- THE TASK -
Look for the word "bearded". Copy every line of the listing where it occurs.

- DATA SUPPLIED -

------------------------

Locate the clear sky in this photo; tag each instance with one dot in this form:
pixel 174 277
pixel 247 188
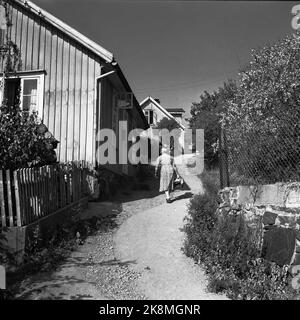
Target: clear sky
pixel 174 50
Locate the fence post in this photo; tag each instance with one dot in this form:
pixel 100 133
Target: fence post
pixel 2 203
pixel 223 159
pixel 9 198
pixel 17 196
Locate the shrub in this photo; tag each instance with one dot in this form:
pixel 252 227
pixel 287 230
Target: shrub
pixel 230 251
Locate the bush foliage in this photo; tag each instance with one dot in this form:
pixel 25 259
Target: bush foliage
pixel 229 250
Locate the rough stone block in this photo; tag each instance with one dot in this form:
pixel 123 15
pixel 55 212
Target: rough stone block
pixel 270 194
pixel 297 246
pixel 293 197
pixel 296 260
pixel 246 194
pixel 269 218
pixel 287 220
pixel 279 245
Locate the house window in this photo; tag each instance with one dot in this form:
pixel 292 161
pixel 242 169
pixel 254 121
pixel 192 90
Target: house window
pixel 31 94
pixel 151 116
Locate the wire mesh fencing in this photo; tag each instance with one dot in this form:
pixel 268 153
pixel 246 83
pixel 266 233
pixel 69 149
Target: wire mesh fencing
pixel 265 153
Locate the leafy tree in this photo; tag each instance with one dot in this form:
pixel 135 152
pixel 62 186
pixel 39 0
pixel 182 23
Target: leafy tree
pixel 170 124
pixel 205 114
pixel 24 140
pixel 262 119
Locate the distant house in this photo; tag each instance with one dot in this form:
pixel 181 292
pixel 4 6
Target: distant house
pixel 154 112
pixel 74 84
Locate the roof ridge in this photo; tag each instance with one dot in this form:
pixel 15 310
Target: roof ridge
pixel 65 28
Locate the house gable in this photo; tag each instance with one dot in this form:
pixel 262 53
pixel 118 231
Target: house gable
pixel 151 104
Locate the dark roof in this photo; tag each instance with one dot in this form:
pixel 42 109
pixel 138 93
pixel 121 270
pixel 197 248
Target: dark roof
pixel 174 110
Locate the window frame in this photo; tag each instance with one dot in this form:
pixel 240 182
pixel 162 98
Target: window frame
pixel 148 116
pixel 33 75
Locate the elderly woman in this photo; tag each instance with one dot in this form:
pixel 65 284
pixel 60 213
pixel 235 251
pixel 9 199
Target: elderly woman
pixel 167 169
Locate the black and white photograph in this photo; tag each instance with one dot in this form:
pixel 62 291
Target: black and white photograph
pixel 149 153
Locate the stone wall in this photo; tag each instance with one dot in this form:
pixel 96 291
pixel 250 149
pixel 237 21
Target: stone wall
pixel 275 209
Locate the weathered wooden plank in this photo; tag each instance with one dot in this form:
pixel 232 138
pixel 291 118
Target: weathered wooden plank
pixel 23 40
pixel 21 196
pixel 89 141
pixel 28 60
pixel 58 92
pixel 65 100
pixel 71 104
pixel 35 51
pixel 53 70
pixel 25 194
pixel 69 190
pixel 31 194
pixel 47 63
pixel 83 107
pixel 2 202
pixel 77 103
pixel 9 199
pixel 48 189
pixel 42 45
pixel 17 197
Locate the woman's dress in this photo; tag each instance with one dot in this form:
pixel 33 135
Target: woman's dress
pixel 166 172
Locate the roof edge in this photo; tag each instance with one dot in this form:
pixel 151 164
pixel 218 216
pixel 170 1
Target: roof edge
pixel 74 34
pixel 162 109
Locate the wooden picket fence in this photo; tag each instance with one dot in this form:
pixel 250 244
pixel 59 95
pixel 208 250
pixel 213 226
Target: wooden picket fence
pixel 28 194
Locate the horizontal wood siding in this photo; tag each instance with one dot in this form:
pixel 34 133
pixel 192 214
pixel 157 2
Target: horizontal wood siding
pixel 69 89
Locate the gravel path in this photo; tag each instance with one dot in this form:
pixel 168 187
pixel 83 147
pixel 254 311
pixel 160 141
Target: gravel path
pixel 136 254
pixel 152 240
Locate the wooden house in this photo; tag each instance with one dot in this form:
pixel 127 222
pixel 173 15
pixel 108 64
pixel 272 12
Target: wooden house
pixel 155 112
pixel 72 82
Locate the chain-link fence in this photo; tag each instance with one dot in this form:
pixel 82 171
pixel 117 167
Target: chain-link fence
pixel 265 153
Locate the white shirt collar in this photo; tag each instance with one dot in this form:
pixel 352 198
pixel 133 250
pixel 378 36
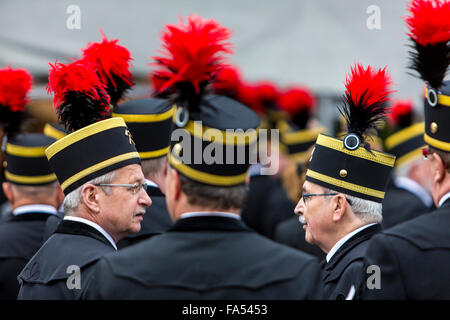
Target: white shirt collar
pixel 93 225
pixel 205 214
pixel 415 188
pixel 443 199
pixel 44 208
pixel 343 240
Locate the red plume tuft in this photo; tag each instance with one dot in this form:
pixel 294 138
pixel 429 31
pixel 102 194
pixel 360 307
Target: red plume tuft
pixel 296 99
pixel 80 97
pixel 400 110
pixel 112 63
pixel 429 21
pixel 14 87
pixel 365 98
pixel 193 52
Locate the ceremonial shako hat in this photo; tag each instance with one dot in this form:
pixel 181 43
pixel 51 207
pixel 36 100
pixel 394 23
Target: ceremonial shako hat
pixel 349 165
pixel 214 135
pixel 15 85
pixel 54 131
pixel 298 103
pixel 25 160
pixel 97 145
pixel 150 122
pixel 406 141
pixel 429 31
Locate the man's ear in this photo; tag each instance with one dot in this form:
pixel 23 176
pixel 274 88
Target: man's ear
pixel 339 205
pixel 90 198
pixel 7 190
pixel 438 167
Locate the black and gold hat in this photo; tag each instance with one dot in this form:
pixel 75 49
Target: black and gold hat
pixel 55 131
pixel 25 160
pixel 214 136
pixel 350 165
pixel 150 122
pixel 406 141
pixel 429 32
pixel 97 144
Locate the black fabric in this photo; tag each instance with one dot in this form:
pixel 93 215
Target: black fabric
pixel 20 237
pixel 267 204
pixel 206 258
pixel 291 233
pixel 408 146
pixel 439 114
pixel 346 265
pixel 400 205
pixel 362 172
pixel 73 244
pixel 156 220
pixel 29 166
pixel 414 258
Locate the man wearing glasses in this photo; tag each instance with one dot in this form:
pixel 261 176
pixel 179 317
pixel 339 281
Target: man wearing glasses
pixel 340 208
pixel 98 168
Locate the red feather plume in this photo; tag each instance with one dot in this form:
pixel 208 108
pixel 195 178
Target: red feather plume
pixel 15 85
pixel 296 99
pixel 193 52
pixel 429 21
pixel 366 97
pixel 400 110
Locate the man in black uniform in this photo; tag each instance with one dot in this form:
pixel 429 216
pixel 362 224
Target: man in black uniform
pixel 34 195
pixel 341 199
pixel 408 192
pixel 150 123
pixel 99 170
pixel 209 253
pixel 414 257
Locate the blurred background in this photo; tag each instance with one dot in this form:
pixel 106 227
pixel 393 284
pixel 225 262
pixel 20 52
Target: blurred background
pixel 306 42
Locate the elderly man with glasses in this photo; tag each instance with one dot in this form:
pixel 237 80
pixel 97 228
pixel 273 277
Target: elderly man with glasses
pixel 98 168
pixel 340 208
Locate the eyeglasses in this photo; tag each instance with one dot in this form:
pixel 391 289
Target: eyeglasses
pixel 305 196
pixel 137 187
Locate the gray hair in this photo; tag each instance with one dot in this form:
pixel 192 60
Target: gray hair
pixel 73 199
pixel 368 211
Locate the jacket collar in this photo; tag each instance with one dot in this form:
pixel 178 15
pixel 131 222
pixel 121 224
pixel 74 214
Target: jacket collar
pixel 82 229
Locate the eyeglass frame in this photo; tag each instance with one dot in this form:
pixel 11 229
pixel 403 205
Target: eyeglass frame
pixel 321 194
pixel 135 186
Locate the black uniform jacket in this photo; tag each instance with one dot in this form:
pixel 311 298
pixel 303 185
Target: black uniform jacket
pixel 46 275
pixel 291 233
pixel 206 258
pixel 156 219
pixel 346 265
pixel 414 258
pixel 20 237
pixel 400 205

------------------------

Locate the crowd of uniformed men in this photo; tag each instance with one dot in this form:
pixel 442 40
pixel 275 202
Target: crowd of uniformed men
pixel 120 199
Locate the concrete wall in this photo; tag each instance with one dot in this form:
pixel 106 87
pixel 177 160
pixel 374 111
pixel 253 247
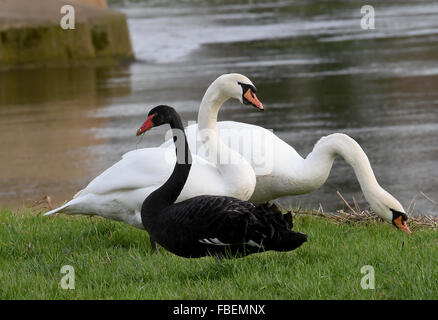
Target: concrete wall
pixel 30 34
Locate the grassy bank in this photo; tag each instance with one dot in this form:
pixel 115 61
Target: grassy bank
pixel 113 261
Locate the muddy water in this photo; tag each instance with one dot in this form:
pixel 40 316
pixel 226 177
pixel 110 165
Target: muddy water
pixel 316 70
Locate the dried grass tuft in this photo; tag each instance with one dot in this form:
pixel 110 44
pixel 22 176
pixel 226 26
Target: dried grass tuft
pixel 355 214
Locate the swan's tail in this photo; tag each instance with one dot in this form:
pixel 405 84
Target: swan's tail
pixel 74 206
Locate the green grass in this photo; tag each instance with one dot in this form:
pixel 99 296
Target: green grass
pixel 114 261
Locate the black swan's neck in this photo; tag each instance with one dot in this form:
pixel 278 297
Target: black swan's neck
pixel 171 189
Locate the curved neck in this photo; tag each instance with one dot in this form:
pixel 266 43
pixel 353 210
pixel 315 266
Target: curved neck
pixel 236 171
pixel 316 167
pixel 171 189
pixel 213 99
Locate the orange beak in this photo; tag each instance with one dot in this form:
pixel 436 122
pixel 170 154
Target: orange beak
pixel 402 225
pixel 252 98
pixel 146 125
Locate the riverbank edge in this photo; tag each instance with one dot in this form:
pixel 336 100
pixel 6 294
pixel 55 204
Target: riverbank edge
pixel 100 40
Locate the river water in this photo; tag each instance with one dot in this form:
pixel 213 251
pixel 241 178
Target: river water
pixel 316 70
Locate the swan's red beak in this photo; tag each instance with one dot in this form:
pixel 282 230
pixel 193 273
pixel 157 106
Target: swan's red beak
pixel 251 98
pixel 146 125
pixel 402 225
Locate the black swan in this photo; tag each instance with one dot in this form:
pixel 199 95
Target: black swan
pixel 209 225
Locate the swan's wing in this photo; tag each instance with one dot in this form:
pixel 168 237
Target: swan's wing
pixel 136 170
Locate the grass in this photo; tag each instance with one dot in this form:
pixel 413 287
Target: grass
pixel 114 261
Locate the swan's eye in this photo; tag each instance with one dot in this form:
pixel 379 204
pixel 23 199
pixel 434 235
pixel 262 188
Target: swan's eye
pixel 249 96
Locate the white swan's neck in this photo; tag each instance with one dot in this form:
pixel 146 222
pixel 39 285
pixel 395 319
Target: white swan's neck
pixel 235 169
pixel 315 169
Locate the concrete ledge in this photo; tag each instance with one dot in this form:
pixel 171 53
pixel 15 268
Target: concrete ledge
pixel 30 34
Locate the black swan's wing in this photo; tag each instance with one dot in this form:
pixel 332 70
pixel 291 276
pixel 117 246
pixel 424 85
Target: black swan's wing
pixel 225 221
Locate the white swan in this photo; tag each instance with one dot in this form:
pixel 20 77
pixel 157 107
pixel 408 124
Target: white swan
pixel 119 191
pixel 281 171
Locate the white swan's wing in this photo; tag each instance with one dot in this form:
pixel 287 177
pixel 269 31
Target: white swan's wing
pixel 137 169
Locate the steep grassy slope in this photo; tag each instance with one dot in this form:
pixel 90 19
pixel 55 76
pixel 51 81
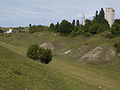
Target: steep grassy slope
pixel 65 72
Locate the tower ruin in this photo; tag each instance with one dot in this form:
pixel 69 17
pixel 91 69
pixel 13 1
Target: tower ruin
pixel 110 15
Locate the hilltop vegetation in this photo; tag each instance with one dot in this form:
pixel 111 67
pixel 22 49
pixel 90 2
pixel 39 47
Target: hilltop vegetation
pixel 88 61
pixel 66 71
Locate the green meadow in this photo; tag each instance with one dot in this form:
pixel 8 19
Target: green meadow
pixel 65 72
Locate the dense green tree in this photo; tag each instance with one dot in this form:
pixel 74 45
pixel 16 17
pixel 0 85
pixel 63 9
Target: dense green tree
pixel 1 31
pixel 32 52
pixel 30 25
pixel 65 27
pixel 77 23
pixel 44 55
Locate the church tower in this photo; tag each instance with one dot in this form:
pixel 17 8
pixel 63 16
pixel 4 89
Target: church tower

------------------------

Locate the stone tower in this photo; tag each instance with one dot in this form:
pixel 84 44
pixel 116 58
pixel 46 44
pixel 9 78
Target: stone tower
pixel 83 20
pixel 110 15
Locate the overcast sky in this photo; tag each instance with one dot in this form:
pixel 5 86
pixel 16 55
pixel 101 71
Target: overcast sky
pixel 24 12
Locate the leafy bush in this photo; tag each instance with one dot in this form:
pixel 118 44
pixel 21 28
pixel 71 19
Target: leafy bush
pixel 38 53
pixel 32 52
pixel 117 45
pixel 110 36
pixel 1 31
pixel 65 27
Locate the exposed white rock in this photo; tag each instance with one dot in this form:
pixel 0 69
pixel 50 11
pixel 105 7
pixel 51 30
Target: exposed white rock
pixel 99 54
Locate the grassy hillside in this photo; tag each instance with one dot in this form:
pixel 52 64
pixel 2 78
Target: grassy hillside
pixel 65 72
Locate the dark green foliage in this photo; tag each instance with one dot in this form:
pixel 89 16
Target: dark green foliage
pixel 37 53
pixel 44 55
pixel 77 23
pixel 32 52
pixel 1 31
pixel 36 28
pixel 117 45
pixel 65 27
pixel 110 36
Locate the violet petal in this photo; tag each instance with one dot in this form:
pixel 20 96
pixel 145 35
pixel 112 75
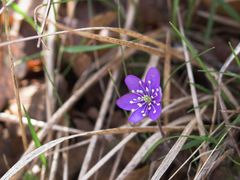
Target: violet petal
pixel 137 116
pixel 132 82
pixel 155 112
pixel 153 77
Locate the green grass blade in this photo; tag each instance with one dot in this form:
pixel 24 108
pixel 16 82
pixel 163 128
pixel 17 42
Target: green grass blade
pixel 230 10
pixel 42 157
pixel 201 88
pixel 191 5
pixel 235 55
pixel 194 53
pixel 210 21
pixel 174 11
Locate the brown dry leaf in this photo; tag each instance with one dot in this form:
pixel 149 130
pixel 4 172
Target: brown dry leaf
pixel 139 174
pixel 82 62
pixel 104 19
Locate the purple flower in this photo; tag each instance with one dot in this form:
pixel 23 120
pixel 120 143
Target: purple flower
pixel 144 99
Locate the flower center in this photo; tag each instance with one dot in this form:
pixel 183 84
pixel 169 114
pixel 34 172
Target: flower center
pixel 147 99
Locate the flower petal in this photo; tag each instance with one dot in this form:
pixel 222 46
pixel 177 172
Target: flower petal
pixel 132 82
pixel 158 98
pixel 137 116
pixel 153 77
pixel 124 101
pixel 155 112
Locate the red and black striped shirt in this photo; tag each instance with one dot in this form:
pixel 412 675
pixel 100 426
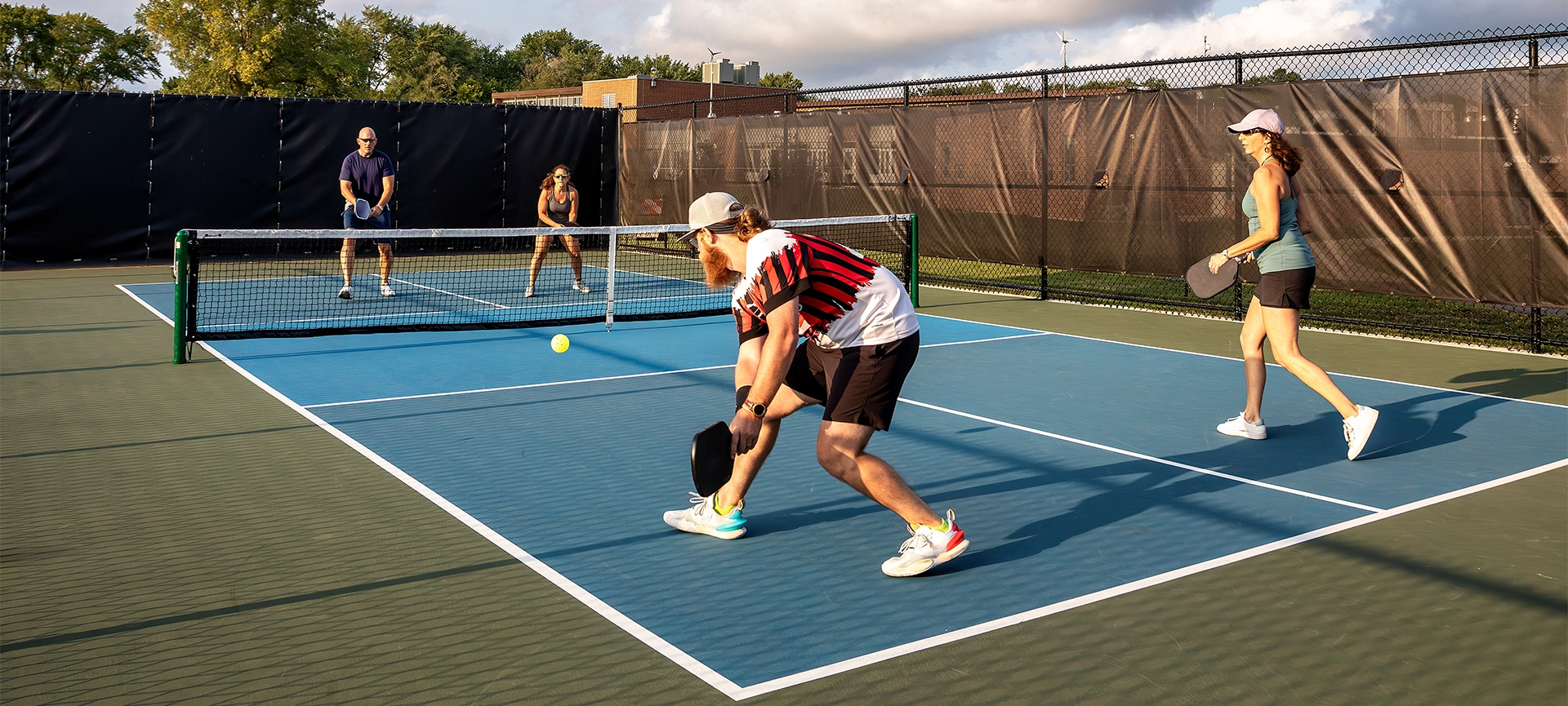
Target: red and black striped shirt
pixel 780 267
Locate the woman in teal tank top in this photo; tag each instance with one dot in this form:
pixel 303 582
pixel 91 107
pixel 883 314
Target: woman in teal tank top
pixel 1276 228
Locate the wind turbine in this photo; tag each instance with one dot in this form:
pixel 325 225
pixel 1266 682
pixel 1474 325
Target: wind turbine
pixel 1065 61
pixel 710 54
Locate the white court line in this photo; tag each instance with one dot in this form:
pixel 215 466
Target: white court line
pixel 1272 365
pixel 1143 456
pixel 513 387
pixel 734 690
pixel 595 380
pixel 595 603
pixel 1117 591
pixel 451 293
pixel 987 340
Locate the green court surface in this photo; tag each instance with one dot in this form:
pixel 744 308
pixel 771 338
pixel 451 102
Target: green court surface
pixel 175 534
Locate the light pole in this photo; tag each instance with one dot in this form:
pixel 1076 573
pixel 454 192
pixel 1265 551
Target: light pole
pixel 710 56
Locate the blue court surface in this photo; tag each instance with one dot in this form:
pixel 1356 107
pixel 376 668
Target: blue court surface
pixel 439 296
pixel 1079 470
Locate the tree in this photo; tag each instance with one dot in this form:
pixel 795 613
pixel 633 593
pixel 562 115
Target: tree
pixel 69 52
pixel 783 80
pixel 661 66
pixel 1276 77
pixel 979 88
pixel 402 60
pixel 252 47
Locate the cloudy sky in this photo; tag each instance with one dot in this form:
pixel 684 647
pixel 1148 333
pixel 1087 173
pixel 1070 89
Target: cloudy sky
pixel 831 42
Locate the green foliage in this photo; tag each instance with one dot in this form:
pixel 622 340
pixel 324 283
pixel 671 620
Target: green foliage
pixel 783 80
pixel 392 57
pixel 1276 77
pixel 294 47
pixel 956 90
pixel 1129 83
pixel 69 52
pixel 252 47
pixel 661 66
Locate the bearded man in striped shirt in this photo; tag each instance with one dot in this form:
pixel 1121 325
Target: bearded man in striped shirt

------------------------

- SOLUTION -
Locate the bearded man in striped shirt in this photo; tag each instance with one dot in this form:
Target: bearded man in striped shirt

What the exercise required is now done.